▸ Goal:
Arrange all of the records below as a numbered list, one line per item, with blank lines dropped. Omit the pictures from the output.

▸ Input data:
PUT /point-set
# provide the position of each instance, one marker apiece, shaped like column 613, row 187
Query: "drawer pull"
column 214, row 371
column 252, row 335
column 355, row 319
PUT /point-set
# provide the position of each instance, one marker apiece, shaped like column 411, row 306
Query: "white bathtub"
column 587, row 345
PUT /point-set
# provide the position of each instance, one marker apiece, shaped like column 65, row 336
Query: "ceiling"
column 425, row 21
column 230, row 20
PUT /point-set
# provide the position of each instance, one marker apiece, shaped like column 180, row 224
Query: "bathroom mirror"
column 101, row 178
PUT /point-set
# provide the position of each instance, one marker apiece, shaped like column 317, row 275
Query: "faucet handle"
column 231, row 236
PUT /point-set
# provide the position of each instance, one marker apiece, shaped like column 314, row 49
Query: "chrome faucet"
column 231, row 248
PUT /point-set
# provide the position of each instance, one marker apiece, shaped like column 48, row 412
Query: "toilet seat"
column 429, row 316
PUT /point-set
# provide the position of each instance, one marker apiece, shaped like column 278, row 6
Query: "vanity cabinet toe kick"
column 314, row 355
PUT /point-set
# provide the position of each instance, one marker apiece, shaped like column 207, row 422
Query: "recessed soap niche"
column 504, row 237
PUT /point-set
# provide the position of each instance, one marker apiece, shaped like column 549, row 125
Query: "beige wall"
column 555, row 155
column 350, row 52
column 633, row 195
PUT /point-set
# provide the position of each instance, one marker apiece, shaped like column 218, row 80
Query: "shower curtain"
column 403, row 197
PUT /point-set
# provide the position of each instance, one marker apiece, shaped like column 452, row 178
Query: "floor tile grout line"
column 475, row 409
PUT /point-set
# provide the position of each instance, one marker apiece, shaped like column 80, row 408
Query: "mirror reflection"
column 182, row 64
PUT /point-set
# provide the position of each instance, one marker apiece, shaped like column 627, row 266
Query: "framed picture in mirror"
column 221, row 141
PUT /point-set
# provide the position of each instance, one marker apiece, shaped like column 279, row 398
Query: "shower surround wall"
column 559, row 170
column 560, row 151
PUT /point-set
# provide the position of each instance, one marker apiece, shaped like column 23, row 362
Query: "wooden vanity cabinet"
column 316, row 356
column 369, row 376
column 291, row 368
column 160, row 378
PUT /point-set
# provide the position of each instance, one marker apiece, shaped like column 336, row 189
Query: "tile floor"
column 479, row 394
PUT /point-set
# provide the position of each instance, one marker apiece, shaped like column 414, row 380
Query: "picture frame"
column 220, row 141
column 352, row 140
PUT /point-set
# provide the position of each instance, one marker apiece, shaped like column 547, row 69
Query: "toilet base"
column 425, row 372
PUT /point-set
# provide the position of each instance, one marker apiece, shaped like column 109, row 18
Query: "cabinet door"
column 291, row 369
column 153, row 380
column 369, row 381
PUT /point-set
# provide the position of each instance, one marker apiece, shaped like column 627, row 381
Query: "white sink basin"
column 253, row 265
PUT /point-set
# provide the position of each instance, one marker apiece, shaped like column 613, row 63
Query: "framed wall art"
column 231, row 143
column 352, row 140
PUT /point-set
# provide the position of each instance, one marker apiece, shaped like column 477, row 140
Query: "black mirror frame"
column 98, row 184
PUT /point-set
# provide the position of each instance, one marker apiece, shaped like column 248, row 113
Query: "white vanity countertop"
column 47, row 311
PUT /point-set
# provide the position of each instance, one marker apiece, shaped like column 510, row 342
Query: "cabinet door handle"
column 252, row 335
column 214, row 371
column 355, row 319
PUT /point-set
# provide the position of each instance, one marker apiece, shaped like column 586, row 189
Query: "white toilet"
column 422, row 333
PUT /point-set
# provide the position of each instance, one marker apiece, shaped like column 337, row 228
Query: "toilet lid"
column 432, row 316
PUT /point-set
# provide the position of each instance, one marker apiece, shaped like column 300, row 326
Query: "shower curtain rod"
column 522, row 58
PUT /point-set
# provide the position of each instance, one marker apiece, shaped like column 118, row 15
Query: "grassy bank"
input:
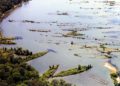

▸ Solution below:
1. PUT /point-set
2. # provide the position of each instance, one marker apiece, shaped like column 613, row 187
3. Query: "drawer pull"
4. column 214, row 371
5. column 252, row 335
6. column 355, row 319
7. PUT /point-set
8. # provide the position of each instance, one marker apiece, shaped like column 411, row 306
9. Query: "white bathtub"
10. column 587, row 345
11. PUT /point-set
12. # provide the position of each instance, one marker apiece, shaped like column 65, row 336
13. Query: "ceiling"
14. column 425, row 21
15. column 230, row 20
16. PUT /point-set
17. # provide the position of each instance, one marker apiece, shaped like column 180, row 224
18. Query: "bathroom mirror"
19. column 101, row 178
20. PUT /point-set
21. # provide the position of each instance, one marker apiece, shaped like column 317, row 275
22. Query: "faucet handle"
23. column 231, row 236
24. PUT /point-set
25. # provide the position of each instance, one marker apiece, shaped like column 314, row 49
26. Query: "chrome faucet"
27. column 231, row 248
28. PUT /point-set
29. # provide the position of each instance, one marker apiece, shaped like column 48, row 412
30. Query: "toilet seat"
31. column 429, row 316
32. PUT /point-set
33. # provide the position of each instance, one marker apiece, shaped like column 278, row 6
34. Query: "vanity cabinet toe kick"
35. column 314, row 355
36. PUT /point-set
37. # provide the position of each instance, one marker apiece, shaped like column 207, row 422
38. Query: "recessed soap niche"
39. column 504, row 237
40. PUT /point-set
41. # provide the position of each instance, one marker apiece, shaped like column 549, row 125
42. Query: "beige wall"
43. column 555, row 155
44. column 350, row 52
45. column 633, row 195
46. PUT /point-set
47. # provide the position of each instance, one marker apiece, shaped like column 218, row 80
48. Query: "shower curtain"
49. column 403, row 197
50. PUT /point-set
51. # provide the position of each instance, one marker apiece, shaped like column 452, row 178
52. Query: "floor tile grout line"
53. column 475, row 409
54. PUT /point-set
55. # provide the position of each instance, one marker apiece, shaped like column 80, row 408
56. Query: "mirror reflection"
57. column 182, row 64
58. PUT /point-set
59. # provide the position of each instance, one marker apiece, shaped like column 627, row 266
60. Query: "framed picture in mirror"
61. column 221, row 141
62. PUT /point-set
63. # provide the position of each instance, one marker apiece, shaped like column 279, row 398
64. Query: "shower surround wall"
65. column 559, row 170
66. column 560, row 151
67. PUT /point-set
68. # provide the position of each instance, one marker apiece, shaped like column 23, row 362
69. Query: "wooden vanity cabinet"
70. column 316, row 356
71. column 369, row 376
72. column 291, row 368
73. column 160, row 378
74. PUT /point-set
75. # provide the position of each instance, one marker apiece, shaped like column 336, row 189
76. Query: "tile floor"
77. column 479, row 394
78. PUT /point-set
79. # provide the position of each instance, one marker apiece, shaped like column 414, row 380
80. Query: "picture frame"
81. column 220, row 141
82. column 352, row 140
83. PUT /point-set
84. # provide the position of each instance, one marker apiece, shaped like column 547, row 69
85. Query: "toilet base"
86. column 425, row 372
87. PUT /point-set
88. # provide the position of each instance, one marker apiece, shaped like column 109, row 18
89. Query: "cabinet door"
90. column 291, row 369
91. column 153, row 380
92. column 369, row 381
93. PUT /point-set
94. # provide the position of each instance, one marker apiece, shaped like column 627, row 381
95. Query: "white sink basin"
96. column 253, row 265
97. PUT /point-set
98. # provide the position of each instance, one marker apiece, shaped like column 613, row 63
99. Query: "framed wall art"
100. column 231, row 143
101. column 352, row 140
102. PUT /point-set
103. # provide the position of each instance, one marker apiece, shaped like column 477, row 140
104. Query: "black mirror frame"
105. column 98, row 184
106. PUT /point-set
107. # provide the position of each instance, one marker apiece, shaped like column 248, row 113
108. Query: "white vanity countertop"
109. column 47, row 311
110. PUT /point-set
111. # provide the position of each instance, one marker apiece, shaped like column 510, row 342
112. Query: "cabinet door handle"
113. column 252, row 335
114. column 214, row 371
115. column 355, row 319
116. PUT /point-set
117. # provide the position of each instance, one marker apiece, shaped like column 586, row 189
118. Query: "white toilet"
119. column 422, row 333
120. PUT /point-set
121. # provide the position of each instance, one marker apiece, shaped like column 337, row 228
122. Query: "toilet lid"
123. column 432, row 316
124. PUT /point-set
125. # provide the position of each instance, one marker apiece, shaped like column 300, row 326
126. Query: "shower curtain rod"
127. column 522, row 58
128. PUT /point-set
129. # provide the position of each instance, one marker apiece, shaped like column 118, row 15
130. Query: "grassy bank"
131. input:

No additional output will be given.